EXERCISE PROMPT: Reproduce every one of the items below word for word, changing nothing.

(Entries taken from a pointing dataset)
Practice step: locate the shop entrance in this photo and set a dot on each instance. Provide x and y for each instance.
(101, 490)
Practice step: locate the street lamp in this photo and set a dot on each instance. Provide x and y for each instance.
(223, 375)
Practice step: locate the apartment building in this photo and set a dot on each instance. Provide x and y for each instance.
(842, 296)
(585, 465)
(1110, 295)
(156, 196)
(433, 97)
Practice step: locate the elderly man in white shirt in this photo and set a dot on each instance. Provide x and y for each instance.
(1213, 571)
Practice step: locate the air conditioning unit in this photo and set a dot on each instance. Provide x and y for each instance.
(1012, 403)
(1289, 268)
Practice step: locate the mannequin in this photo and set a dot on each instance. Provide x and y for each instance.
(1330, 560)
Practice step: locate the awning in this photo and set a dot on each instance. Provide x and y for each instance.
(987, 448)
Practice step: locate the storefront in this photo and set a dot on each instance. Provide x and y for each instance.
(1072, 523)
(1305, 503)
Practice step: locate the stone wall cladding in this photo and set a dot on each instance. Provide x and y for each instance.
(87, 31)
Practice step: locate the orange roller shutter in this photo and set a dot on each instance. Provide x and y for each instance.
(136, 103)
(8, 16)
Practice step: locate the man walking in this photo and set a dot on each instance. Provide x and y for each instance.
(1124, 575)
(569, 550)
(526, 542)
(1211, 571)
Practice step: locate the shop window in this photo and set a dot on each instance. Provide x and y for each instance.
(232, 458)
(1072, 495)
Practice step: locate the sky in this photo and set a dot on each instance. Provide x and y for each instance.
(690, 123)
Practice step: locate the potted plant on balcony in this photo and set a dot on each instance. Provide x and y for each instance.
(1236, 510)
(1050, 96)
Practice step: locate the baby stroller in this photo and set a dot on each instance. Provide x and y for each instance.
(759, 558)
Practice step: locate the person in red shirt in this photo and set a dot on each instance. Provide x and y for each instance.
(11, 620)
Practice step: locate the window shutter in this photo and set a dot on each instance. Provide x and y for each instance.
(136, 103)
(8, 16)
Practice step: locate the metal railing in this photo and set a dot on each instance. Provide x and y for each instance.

FULL RESPONSE:
Practice step: locate the shop entrance in this photo and set a dot on each instance. Provide x and y for each instance.
(101, 490)
Practice step: locate the street lamp in this photo and set a dot on each instance. Provide x and y for each instance.
(223, 375)
Practice step: locate the apartment building in this photo and set a dot on each instance. Provide x and y for each instance.
(842, 296)
(585, 465)
(1110, 295)
(156, 196)
(433, 97)
Practice step: locate the elderly man in white shirt in this photo and set a dot on each instance. Provide x and y for each instance.
(1213, 571)
Practice step: locate the air conditioning unit in this photo and set a dot on each instance. Provide x and y for each instance.
(1012, 403)
(1289, 268)
Practice step: locate the mannequin in this photo and set a dot on each instance. Provide x and y for each instance.
(1330, 560)
Practice step: locate the awning in this photo and set a dot on each instance. Provide x and y for each instance.
(987, 448)
Practice step: locate the storefront in this photo and set a dot on each instance. Provide x and y for each instance.
(1072, 523)
(1305, 503)
Practice step: locate the stone wall cladding in this photo and set a dot on each instance. Provide x and y for each instance.
(87, 31)
Practice step: locate the orange roller shutter in this photo and set a dot on each instance. Provide x and y for each instance.
(136, 103)
(8, 16)
Practice step: locate the man walking in this photo and set a dot on each instance. Provide x and y for each instance.
(1124, 575)
(569, 550)
(526, 542)
(1211, 571)
Practice step: locate the shop window in this photo and set a dot on each instance. Provide x and y for each instance.
(232, 458)
(1072, 495)
Practice step: locate the sky in this photo and set a dot on each instance. Provide x and y for each instance.
(690, 123)
Practice step: locate the potted plant on balcony in this photo and set a dot on each instance. Provide x and y for each instance.
(1236, 510)
(1050, 96)
Practice step: locate the baby stroller in this photo and set a dot on each instance. Provide x and y for each instance.
(759, 558)
Practice step: locate the person in red shirt in this photo and set a dot on each instance. Provide x and y for each instance.
(11, 620)
Practice step: locate the window shutter in this photo and set a dot on each instance. Provide x and y for each instance.
(136, 103)
(8, 16)
Practice step: locate the metal railing in this photo and set a dot on each instance. Provide x and y for each instance.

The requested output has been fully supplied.